---------- Text under study ----------
Novartis said today it will continue to pursue approvals for its drug candidate RLX030 or Reasanz (serelaxin) in Europe, despite a key advisory panel recommending against the acute heart failure (AHF) treatment’s approval by the European Commission (EC).

Novartis said it will submit a new filing package, including new data analyses, to obtain conditional approval during the second quarter of this year, then submit a revised marketing approval application to the European Medicines Agency (EMA).

“It has become apparent through the review process and in accordance with advice we’ve received that the current evidence package may be more compatible with an application for conditional approval in the European Union. We look forward to providing a revised package for review to the CHMP shortly,” David Epstein, division head of Novartis Pharmaceuticals, said in a statement. “With the results from RELAX-AHF showing significant mortality benefits with RLX030 in patients with AHF and recognizing that there had been no treatment breakthroughs in this area for 20 years, Novartis took a decision to file for regulatory approval.”

Epstein told reporters on a conference call Novartis had been advised by members of the EMA’s Committee for Medicinal Products for Human Use (CHMP) that a conditional approval would have a greater likelihood of success.

Serelaxin is a relaxin receptor agonist designed to relax the blood vessels, reduce fluid buildup, and protect the heart and vital organs from damage wrought by an acute heart failure episode.

Novartis has trumpeted results from its Phase III RELAX-AHF study, in which patients who received serelaxin had a 37% reduction in mortality at six months after an AHF episode compared to those who received conventional treatment. In September, Novartis started recruiting the first of more than 6,000 patients expected to participate in RELAX-AHF-2, its second Phase III study, with the goal of replicating the key findings of RELAX-AHF. Cardiovascular mortality will be RELAX-AHF-2’s primary endpoint.

However, the CHMP—whose guidance is usually accepted by the EC—recommended against approval of serelaxin. The CHMP said Novartis’ study results did not demonstrate a benefit for short-term relief of dyspnoea over up to 24 hours. While acknowledging that some benefit was shown over five days, the panel said the clinical relevance of that finding was unclear.

The CHMP also said it had concerns about the analysis of serelaxin’s effectiveness, since the results included calculated values for a number of patients who had died or had required additional treatment for worsening symptoms and whose actual data were not used. The CHMP additionally questioned whether differences in the background treatment given to patients in the two study groups may have influenced the results.
----------
* **Task requirements**
Extend the article on Novartis and serelaxin, picking up after its last sentence. The saved entries are unrelated to the article on Novartis and serelaxin and stand as separate items.
---------- Source information ----------
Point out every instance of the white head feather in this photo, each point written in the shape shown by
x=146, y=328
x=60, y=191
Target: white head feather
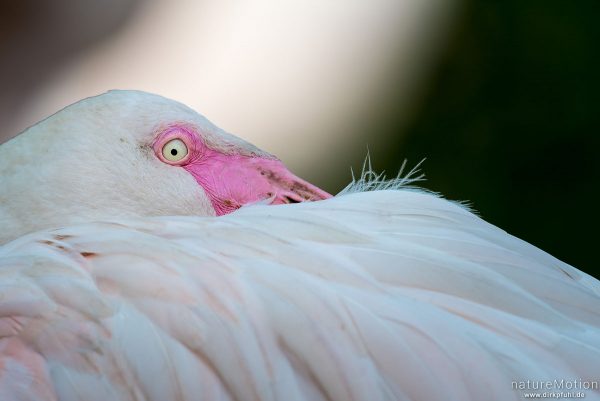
x=93, y=160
----------
* **Response to this exercise**
“Since only one main study was included in the application, further studies would be needed to confirm the effectiveness of Reasanz in the treatment of acute heart failure,” the CHMP wrote in a statement. Although the safety of Reasanz seemed acceptable, in view of the uncertainties about the benefits of treatment, the CHMP was of the opinion at that point in time that the benefits of Reasanz did not outweigh its risks and recommended that it be refused marketing authorization.

Novartis’ revised roadmap for pursuing serelaxin approval will likely delay a final decision in Europe, but will also likely bring the timing of that decision closer to May as expected in the United States, where the drug candidate is under FDA review. The agency granted serelaxin breakthrough therapy status in June.

U.S. approval is arguably more crucial for serelaxin, with one analyst estimating that American sales will likely account for 70% of the $1.1 billion in annual global sales he’s projecting for the heart failure treatment. Novartis is counting on strong sales from serelaxin and other candidates to recoup patent-cliff losses for Diovan—a factor in the shutdown of its Suffern, NY, manufacturing plant announced earlier this week, the company told GEN—and cancer drug Gleevec.

“The company has generally been more bullish than investors on this drug’s prospects, and while Eurpoean Union regulators may have issued a negative opinion, in the United States approval seems more likely,” analyst Tim Anderson of Sanford C. Bernstein wrote in a note to investors, according to Bloomberg News.